EXERCISE TASK ▸
Put the lines below into a Markdown table with the columns "No." and "Line", one row per line, and skip any blank lines. Leave the pictures out.

EXERCISE MATERIALS ▸
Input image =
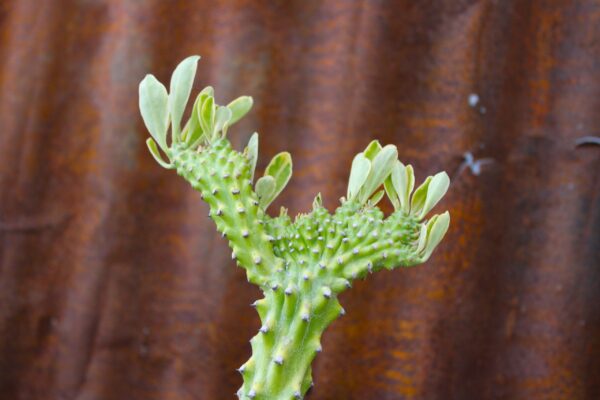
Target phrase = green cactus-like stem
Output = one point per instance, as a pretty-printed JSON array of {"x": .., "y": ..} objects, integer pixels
[
  {"x": 223, "y": 178},
  {"x": 301, "y": 266},
  {"x": 292, "y": 324}
]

SOLUTION TO THIS TASK ▸
| No. | Line |
|---|---|
| 1 | Input image = |
| 2 | Target phrase = green cactus-like stem |
| 3 | Output = one point per instance, as a pretty-printed JSON array of {"x": .., "y": ..} objects, integer pixels |
| 4 | [ |
| 5 |   {"x": 223, "y": 178}, |
| 6 |   {"x": 301, "y": 266}, |
| 7 |   {"x": 292, "y": 324} |
| 8 | ] |